Top of Records shown

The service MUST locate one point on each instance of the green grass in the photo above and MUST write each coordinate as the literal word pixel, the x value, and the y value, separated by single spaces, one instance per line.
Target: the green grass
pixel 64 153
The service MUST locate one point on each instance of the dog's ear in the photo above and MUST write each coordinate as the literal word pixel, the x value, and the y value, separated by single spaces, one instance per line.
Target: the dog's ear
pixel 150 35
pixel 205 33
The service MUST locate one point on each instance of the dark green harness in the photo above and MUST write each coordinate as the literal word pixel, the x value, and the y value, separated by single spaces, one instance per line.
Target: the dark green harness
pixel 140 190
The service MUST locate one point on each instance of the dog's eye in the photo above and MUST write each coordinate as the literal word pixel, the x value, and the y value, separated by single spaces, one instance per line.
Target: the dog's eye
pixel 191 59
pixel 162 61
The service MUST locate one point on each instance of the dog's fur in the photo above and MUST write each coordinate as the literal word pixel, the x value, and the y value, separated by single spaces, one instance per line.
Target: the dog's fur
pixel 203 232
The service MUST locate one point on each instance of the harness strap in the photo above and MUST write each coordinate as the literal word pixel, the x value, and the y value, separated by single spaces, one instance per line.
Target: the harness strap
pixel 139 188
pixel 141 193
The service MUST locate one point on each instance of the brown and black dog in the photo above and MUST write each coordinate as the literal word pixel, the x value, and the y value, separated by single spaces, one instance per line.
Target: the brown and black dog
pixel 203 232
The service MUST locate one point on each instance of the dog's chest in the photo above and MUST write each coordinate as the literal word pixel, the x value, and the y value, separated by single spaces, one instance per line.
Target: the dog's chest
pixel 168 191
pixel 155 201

Bottom of Records shown

:: Problem to solve ::
State how many lines in the entries hold "MUST". Nothing should come before or after the number.

:: Exercise answer ::
8